AttributeError – When no Label Classifier has been provided.

evaluate_clf(use_training_docs: bool = False) → konfuzio_sdk.evaluate.ExtractionEvaluation: Evaluate the Label classifier.

evaluate_full(strict: bool = True, use_training_docs: bool = False, use_view_annotations: bool = True) → konfuzio_sdk.evaluate.ExtractionEvaluation

Evaluate the full pipeline on the pipeline’s Test Documents.

Parameters

strict – Evaluate on a Character exact level without any postprocessing.
use_training_docs – Bool for whether to evaluate on the training documents instead of testing documents.

Returns

Evaluation object.

evaluate_label_set_clf(use_training_docs: bool = False) → konfuzio_sdk.evaluate.ExtractionEvaluation: Evaluate the LabelSet classifier.

evaluate_tokenizer(use_training_docs: bool = False) → konfuzio_sdk.evaluate.ExtractionEvaluation: Evaluate the tokenizer.

extract(document: konfuzio_sdk.data.Document) → konfuzio_sdk.data.Document

Infer information from a given Document.

Parameters: document – Document object
Returns: Document with predicted labels
Raises: AttributeError: When missing a Tokenizer NotFittedError: When CLF is not fitted

extract_from_df(df: pandas.core.frame.DataFrame, inference_document: konfuzio_sdk.data.Document) → konfuzio_sdk.data.Document: Predict Labels from features.

feature_function(documents: List[konfuzio_sdk.data.Document], no_label_limit: Optional[Union[int, float]] = None, retokenize: Optional[bool] = None, require_revised_annotations: bool = False) → Tuple[List[pandas.core.frame.DataFrame], list]

Calculate features per Span of Annotations.

Parameters

documents – List of Documents to extract features from.
no_label_limit – Int or Float to limit number of new Annotations to create during tokenization.
retokenize – Bool for whether to recreate Annotations from scratch or use already existing Annotations.

# Recorded data:
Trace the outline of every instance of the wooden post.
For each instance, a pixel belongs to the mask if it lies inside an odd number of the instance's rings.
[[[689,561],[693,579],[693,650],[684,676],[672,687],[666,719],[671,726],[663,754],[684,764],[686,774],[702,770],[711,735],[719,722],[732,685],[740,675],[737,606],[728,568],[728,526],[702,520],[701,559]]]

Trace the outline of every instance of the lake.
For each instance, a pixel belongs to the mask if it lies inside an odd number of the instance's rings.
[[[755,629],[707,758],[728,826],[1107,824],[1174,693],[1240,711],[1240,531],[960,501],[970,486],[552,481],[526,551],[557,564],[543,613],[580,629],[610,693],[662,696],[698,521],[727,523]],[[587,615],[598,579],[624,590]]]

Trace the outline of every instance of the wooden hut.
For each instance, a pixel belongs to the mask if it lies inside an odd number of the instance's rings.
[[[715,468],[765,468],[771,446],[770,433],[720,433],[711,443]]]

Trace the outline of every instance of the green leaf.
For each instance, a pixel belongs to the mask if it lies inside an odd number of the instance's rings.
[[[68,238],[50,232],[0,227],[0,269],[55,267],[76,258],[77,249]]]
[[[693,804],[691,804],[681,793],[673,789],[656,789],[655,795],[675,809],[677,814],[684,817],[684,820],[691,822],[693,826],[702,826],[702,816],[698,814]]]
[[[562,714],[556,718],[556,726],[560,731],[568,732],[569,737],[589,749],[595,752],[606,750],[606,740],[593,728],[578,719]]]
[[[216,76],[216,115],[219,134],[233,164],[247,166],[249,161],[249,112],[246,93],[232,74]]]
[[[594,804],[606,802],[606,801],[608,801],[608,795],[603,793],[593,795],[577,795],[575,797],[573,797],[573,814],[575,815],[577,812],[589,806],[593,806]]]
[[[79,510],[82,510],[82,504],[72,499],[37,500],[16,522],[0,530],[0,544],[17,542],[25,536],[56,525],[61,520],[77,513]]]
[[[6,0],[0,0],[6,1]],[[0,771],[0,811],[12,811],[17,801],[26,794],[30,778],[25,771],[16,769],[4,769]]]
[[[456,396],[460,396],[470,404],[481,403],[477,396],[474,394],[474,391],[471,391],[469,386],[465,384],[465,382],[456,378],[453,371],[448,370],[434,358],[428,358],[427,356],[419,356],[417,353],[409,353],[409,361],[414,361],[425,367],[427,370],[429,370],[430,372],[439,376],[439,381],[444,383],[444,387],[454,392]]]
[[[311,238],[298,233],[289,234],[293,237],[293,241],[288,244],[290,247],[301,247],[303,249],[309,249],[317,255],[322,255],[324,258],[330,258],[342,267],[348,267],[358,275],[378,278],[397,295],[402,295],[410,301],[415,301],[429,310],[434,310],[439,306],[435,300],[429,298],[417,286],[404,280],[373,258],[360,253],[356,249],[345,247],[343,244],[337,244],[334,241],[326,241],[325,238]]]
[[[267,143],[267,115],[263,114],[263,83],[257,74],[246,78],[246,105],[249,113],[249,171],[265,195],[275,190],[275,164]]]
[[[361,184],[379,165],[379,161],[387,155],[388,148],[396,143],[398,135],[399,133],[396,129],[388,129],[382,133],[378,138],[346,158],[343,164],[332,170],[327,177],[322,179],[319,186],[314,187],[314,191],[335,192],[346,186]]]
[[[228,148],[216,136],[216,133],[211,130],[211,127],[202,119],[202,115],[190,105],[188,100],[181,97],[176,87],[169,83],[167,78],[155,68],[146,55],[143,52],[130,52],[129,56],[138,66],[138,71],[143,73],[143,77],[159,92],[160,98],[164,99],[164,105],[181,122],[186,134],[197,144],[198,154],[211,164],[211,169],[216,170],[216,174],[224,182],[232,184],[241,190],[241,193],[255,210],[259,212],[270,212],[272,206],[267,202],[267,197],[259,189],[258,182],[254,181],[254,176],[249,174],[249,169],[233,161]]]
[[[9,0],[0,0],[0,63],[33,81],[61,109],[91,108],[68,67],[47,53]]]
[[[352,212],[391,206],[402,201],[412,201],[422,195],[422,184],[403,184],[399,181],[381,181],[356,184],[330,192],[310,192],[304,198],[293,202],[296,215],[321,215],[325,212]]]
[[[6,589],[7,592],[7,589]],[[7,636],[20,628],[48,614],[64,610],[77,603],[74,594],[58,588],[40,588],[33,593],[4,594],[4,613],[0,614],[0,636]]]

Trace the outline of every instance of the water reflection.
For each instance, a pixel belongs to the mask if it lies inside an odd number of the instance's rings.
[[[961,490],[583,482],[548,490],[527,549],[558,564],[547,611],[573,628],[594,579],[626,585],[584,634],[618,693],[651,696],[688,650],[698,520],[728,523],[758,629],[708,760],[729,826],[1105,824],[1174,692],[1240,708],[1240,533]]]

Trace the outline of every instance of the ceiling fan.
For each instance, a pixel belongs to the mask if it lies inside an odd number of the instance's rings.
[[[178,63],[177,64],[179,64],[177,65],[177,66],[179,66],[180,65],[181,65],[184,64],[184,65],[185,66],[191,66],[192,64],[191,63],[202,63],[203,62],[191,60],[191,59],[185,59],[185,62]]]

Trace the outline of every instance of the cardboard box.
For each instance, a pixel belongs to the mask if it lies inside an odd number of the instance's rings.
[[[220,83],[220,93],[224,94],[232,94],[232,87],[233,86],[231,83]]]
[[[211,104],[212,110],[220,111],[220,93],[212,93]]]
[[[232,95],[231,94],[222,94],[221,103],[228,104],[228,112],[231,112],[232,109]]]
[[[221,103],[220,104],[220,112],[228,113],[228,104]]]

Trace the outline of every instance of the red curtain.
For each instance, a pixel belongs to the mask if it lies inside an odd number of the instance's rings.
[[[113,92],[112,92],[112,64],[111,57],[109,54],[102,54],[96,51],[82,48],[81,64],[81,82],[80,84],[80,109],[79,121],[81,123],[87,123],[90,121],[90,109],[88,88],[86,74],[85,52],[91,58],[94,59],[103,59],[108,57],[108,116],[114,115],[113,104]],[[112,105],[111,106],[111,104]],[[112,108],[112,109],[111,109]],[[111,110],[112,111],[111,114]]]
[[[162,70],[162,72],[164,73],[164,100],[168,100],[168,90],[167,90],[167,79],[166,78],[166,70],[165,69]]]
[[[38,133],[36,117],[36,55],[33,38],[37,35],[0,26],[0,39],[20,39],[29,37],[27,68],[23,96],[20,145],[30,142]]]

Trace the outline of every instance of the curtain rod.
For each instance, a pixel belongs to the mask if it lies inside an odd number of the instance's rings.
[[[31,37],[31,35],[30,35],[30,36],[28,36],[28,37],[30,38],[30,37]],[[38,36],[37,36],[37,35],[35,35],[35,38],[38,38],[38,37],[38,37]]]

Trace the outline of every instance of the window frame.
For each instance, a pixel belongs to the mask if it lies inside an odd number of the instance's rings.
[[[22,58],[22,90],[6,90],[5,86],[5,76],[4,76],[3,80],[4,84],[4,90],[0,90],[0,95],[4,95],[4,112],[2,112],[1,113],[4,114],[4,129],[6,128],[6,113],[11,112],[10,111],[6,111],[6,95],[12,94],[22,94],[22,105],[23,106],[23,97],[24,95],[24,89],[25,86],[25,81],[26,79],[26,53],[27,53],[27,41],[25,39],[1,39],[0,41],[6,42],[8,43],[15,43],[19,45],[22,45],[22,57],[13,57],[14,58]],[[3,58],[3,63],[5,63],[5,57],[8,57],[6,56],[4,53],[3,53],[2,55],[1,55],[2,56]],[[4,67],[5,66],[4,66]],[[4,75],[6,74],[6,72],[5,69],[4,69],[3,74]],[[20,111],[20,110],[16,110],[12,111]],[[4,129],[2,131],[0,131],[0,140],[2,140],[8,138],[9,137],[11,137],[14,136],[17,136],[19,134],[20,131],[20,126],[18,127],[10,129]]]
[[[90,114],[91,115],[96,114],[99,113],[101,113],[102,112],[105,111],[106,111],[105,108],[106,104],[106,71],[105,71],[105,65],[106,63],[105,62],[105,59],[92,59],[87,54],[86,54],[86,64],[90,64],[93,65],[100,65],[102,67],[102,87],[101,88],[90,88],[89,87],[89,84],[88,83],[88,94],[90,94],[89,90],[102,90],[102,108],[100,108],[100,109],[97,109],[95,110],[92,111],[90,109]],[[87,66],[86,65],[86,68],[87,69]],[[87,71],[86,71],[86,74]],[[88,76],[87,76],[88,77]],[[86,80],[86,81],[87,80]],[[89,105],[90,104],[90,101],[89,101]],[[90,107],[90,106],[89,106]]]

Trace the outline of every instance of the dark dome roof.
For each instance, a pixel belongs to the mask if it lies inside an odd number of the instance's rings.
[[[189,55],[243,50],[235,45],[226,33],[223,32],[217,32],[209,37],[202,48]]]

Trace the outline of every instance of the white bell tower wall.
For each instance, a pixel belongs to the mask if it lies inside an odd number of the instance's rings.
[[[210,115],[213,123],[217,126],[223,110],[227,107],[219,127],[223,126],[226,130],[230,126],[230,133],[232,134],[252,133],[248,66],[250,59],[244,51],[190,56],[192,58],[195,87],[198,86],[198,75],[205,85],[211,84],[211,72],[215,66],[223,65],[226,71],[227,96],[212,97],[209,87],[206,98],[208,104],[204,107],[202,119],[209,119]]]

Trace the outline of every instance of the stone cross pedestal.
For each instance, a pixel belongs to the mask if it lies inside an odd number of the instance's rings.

# Requirement 1:
In the Konfuzio SDK reference, which error does extract raise when the CLF is not fitted?
# Requirement 2:
List every method in the Konfuzio SDK reference whose name begins with "evaluate".
# Requirement 3:
Carry on the Konfuzio SDK reference from its last line.

# Written response 1:
NotFittedError

# Written response 2:
evaluate_clf, evaluate_full, evaluate_label_set_clf, evaluate_tokenizer

# Written response 3:
require_revised_annotations – Only allow calculation of features if no unrevised Annotation present.

Returns

Dataframe of features and list of feature names.

features(document: konfuzio_sdk.data.Document): Calculate features using the best working default values that can be overwritten with self values.

filter_dataframe(df: pandas.core.frame.DataFrame) → pandas.core.frame.DataFrame

Filter dataframe rows accordingly with the confidence value.

Rows (extractions) where the accuracy value is below the threshold defined for the label are removed.

Parameters: df – Dataframe with extraction results
Returns: Filtered dataframe

filter_low_confidence_extractions(result: Dict) → Dict

Remove extractions with confidence below the threshold defined for the respective label.

The input is a dictionary where the values can be: - dataframe - dictionary where the values are dataframes - list of dictionaries where the values are dataframes

Parameters: result – Extraction results
Returns: Filtered dictionary.

fit() → sklearn.ensemble._forest.RandomForestClassifier: Given training data and the feature list this function returns the trained regression model.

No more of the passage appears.